Gather each line in the rows below that contains the word "tree", and copy those lines out.

begin Dataset

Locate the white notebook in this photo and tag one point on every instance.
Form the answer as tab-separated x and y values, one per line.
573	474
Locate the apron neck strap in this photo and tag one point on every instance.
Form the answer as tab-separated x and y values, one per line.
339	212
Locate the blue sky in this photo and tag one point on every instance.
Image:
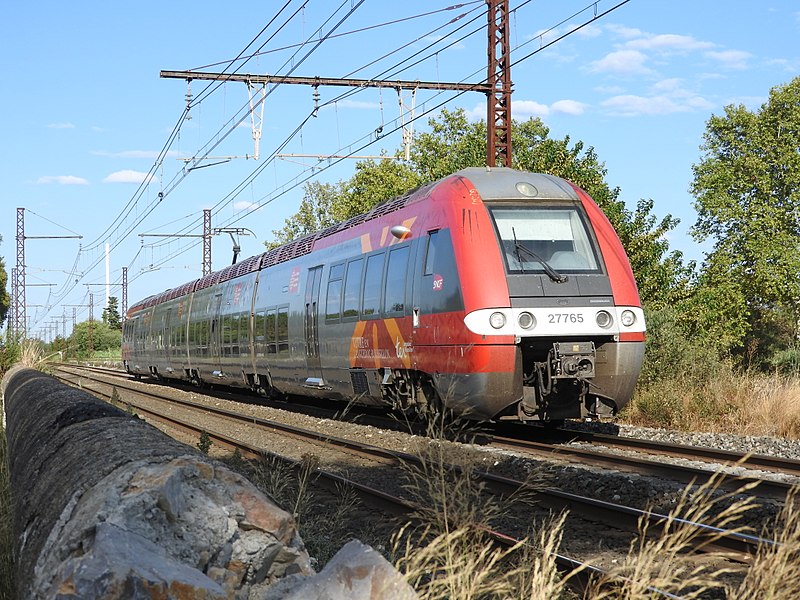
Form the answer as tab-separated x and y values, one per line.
85	114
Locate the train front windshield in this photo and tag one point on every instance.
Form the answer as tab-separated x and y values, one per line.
540	239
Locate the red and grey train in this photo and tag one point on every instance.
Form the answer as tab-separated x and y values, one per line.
496	293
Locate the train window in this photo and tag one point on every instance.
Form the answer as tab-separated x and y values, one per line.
557	236
395	286
337	271
430	252
371	300
352	288
282	328
270	331
334	302
258	333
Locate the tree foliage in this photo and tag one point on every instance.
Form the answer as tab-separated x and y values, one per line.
747	189
96	335
453	143
111	315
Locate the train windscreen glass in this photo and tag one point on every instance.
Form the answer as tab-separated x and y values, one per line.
537	240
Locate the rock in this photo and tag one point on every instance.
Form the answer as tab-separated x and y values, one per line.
355	572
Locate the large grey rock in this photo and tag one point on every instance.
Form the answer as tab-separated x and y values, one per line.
107	506
356	572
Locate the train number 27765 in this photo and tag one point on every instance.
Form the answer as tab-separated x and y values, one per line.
558	318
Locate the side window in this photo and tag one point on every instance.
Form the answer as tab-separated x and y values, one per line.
270	331
334	302
258	333
430	253
352	288
395	286
372	285
282	327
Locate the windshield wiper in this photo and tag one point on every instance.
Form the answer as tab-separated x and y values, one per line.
551	272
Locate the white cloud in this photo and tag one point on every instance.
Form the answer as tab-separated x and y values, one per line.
62	180
674	101
244	205
524	109
731	59
521	109
624	32
626	62
148	154
568	107
668	42
126	176
347	103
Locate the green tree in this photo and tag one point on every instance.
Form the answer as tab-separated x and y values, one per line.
316	212
453	143
747	190
111	315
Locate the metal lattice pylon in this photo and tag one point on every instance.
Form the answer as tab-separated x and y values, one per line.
20	319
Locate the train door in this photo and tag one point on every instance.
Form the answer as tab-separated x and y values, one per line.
166	336
214	333
311	321
436	289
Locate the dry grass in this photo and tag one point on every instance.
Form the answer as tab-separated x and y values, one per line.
664	562
746	404
448	553
775	573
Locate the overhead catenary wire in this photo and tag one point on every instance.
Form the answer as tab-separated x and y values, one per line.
176	129
299	180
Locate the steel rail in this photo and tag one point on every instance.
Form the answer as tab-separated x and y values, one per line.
684	473
728	457
736	546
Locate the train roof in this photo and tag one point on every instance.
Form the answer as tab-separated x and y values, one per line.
492	183
499	183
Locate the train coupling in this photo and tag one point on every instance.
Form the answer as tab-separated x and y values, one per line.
573	360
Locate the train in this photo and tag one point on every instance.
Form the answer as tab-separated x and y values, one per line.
493	293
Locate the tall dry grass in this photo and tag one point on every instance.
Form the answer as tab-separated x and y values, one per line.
741	403
775	573
664	561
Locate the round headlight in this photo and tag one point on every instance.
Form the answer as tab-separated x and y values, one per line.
604	319
497	320
628	318
526	320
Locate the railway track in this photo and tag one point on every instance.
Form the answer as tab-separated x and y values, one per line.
645	457
735	546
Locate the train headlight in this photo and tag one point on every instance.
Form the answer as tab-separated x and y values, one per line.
526	320
497	320
628	318
604	319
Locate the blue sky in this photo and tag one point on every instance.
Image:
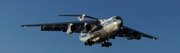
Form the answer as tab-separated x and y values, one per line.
159	18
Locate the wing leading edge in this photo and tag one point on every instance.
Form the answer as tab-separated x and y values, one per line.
62	26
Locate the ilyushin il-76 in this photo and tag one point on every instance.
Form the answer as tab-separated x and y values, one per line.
94	31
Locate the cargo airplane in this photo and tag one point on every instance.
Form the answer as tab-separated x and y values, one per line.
95	31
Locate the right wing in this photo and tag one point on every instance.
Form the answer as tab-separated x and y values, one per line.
58	26
134	34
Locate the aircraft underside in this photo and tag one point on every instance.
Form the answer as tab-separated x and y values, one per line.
96	31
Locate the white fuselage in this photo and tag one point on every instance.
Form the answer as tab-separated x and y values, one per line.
102	33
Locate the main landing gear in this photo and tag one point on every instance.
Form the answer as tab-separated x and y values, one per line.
106	44
89	43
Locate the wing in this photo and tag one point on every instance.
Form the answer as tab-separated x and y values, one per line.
131	33
62	26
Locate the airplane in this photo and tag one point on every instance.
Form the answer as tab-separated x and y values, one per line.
95	31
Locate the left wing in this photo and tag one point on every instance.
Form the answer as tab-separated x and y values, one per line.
134	34
58	26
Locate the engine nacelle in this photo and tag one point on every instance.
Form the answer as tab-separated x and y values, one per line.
71	28
136	35
86	28
126	32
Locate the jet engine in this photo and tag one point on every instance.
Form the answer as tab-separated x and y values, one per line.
71	28
86	28
136	35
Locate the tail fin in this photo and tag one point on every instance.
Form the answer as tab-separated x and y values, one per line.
80	17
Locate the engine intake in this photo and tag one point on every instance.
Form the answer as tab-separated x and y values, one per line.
71	29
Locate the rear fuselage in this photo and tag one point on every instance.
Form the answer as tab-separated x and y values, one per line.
102	33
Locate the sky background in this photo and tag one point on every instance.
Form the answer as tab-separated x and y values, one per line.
159	18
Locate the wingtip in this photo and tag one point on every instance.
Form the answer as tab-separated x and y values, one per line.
23	26
59	15
155	38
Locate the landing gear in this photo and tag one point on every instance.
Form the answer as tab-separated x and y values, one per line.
106	44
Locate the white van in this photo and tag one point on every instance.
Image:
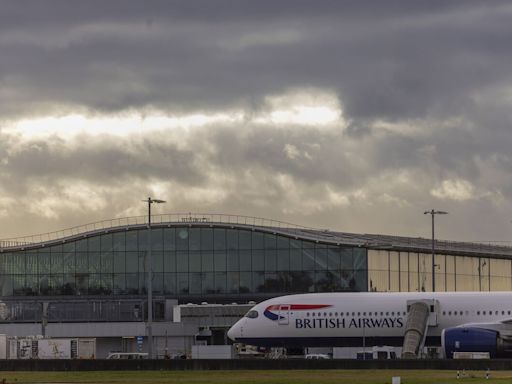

end Dataset

* Solution to this exercise
Locate the tree foliage in this photo and tag one point on every instance.
Locate the green tree in this photo and tag one point on every instance.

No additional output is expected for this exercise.